---- Given entries

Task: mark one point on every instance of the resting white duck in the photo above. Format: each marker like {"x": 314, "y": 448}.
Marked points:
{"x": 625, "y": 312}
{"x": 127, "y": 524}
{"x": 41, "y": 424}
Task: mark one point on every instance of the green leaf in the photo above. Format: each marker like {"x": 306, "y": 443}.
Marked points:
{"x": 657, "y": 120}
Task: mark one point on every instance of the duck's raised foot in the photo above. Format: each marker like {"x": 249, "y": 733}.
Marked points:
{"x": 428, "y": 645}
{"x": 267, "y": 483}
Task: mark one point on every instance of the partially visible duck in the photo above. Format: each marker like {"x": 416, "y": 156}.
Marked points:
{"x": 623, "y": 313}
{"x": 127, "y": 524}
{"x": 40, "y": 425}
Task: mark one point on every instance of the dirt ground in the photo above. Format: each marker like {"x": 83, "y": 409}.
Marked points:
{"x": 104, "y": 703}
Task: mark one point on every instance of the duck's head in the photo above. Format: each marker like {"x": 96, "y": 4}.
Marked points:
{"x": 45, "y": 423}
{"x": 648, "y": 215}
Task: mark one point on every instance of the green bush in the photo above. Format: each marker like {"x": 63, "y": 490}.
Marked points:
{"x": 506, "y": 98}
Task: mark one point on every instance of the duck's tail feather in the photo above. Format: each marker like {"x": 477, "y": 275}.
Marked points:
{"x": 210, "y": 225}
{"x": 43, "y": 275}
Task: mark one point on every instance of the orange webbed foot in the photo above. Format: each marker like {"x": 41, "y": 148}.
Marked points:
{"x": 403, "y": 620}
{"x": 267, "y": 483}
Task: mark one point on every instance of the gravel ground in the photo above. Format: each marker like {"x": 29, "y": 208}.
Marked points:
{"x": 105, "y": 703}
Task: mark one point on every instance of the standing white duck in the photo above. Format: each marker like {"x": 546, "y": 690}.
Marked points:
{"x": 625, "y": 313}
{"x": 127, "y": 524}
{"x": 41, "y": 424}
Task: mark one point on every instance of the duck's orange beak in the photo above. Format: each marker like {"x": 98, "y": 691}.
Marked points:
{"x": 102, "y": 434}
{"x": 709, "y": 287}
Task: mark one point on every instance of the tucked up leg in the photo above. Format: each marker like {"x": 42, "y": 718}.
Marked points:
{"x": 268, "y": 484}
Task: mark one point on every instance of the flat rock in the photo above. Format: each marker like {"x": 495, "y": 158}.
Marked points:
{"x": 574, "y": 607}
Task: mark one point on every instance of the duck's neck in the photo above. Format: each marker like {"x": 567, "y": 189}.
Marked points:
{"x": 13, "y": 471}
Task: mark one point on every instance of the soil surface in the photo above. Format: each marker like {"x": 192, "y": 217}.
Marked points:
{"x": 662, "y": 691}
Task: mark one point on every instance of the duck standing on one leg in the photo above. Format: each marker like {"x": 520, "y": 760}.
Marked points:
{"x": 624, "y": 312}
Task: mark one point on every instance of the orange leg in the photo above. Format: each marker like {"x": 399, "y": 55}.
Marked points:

--------

→ **Direction**:
Repeat each record exactly. Omit nothing.

→ **Answer below**:
Task: mark one point on every instance of the resting white duck in the photo above. Format: each marker like {"x": 314, "y": 448}.
Marked points:
{"x": 625, "y": 312}
{"x": 127, "y": 524}
{"x": 41, "y": 424}
Task: mark one point on every instance of the green leaf in the photo above. Format: each marker like {"x": 306, "y": 443}.
Marked points:
{"x": 657, "y": 120}
Task: mark one point on every instance of the duck's raised foot in the photo above. Format: each marker like {"x": 249, "y": 733}.
Marked points:
{"x": 428, "y": 645}
{"x": 267, "y": 483}
Task: mark one point on every instance of the partially visible duck in the photo above. Format: each marker like {"x": 416, "y": 156}.
Marked points:
{"x": 623, "y": 313}
{"x": 127, "y": 524}
{"x": 40, "y": 425}
Task: mark one point on every instance of the dirt ground in the photo above. Format: each marker like {"x": 83, "y": 409}.
Marked points:
{"x": 104, "y": 703}
Task: mark one point on every instance of the duck's head in the photo above. Format: each marker like {"x": 96, "y": 4}.
Marked points:
{"x": 45, "y": 423}
{"x": 648, "y": 215}
Task: mark one point on every instance of the green bush in the photo above. Format: each marker like {"x": 63, "y": 490}.
Marked points:
{"x": 506, "y": 98}
Task: mark one point on every instance of the duck's tail feather in the photo above. Format: each marker like {"x": 477, "y": 275}.
Marked points:
{"x": 210, "y": 225}
{"x": 43, "y": 275}
Task: mark one point on every instance of the orange webbed foot in the photo above. Format: each marker like {"x": 41, "y": 148}.
Marked points:
{"x": 403, "y": 620}
{"x": 267, "y": 483}
Task: mark one point on every instance of the gravel ground in the photo above. Format: each marker like {"x": 29, "y": 208}.
Marked points:
{"x": 105, "y": 703}
Task: mark one point on every instance of the standing white duck in the photo above. Format: each marker like {"x": 546, "y": 690}.
Marked points:
{"x": 625, "y": 313}
{"x": 127, "y": 524}
{"x": 41, "y": 424}
Task: mark one point on every instance of the duck's orange beak in the photo above. Format: each marker like {"x": 98, "y": 691}.
Marked points:
{"x": 102, "y": 434}
{"x": 709, "y": 287}
Task: mark one point on every instance of the tucked up leg in the photo above. Format: each marker like {"x": 42, "y": 718}.
Marked points:
{"x": 268, "y": 484}
Task: mark one point on every instance of the flat rock in the photo above. Format: each marker like {"x": 495, "y": 158}.
Marked points:
{"x": 574, "y": 607}
Task: mark one point on every instance of the duck's neck in the photo above. Format: each marker like {"x": 567, "y": 189}.
Marked points:
{"x": 13, "y": 471}
Task: mark one point on every instance of the soil surface in the photo above. Format: each marker like {"x": 192, "y": 217}.
Marked points:
{"x": 662, "y": 691}
Task: mark one point on every instance of the duck standing on one leg in the photo above. Format: each marker like {"x": 520, "y": 760}.
Marked points:
{"x": 624, "y": 312}
Task: mark one point on every instance of the orange leg in the photo above. Format: each marker like {"x": 399, "y": 55}.
Marked points:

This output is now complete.